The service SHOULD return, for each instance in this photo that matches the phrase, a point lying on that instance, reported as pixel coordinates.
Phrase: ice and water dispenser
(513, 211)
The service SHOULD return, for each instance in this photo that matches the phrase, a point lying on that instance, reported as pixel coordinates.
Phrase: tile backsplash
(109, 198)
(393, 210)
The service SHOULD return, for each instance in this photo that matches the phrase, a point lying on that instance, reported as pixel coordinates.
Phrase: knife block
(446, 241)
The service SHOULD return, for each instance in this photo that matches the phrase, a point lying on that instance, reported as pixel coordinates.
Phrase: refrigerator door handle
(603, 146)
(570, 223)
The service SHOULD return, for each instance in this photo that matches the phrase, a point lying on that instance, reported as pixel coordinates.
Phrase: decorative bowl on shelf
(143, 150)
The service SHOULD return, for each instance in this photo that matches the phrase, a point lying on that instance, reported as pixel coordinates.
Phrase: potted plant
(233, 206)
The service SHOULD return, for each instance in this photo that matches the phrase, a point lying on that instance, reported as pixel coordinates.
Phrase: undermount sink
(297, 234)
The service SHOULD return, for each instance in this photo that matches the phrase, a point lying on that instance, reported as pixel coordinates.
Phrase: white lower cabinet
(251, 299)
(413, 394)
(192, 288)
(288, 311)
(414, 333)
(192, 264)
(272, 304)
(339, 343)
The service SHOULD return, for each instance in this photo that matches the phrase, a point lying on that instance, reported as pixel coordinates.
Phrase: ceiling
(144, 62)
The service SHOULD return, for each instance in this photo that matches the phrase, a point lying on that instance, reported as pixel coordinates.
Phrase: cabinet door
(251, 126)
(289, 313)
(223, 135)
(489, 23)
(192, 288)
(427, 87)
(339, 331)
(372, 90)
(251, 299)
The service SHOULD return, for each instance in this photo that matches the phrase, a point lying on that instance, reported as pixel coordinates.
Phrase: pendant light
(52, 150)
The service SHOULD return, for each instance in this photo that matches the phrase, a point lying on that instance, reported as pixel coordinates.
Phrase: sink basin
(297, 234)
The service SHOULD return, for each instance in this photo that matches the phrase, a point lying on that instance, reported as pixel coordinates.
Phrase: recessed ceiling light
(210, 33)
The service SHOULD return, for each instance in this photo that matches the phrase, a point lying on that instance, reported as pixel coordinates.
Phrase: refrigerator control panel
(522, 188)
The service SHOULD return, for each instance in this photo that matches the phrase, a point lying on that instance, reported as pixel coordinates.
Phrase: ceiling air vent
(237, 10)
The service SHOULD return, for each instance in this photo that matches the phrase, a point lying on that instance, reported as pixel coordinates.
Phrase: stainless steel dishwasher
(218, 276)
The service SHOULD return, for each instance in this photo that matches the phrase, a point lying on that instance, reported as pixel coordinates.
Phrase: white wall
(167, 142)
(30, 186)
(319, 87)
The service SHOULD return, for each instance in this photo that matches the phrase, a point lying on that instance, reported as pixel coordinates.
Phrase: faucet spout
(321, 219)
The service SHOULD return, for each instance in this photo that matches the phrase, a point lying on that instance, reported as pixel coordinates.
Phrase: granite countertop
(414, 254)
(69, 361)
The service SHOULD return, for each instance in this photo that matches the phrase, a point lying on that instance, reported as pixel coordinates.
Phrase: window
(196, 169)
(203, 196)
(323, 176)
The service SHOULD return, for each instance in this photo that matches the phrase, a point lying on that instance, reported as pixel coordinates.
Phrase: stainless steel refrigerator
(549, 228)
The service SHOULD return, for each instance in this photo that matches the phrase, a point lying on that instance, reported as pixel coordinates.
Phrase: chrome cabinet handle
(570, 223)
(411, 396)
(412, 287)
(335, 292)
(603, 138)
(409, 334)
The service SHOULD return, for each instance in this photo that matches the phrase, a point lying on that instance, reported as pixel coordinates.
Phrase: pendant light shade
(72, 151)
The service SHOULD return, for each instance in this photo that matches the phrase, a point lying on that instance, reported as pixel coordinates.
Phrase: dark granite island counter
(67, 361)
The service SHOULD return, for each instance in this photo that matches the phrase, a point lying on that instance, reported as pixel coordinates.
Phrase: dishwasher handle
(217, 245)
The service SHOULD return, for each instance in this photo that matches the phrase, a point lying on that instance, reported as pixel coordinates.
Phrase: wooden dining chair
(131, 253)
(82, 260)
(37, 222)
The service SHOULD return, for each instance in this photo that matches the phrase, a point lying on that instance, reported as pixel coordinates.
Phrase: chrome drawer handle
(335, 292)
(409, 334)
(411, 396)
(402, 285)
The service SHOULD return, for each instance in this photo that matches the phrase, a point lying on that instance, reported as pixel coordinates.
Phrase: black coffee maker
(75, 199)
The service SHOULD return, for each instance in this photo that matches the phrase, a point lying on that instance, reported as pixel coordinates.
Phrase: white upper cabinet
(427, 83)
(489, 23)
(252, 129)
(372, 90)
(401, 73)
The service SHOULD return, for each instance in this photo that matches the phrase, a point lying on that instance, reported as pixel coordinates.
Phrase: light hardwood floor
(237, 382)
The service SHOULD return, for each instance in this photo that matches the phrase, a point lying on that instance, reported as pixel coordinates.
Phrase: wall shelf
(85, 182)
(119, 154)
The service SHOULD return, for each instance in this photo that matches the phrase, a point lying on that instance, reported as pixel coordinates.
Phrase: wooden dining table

§ **Stated problem**
Gather every row above that contains the word "handle" and copy each one in full. Case counts, so a row matches only if its letters have the same capitalization.

§ **Solution to the exercise**
Phrase: refrigerator door handle
Phrase: chrome cabinet handle
Phrase: dishwasher handle
Phrase: chrome drawer handle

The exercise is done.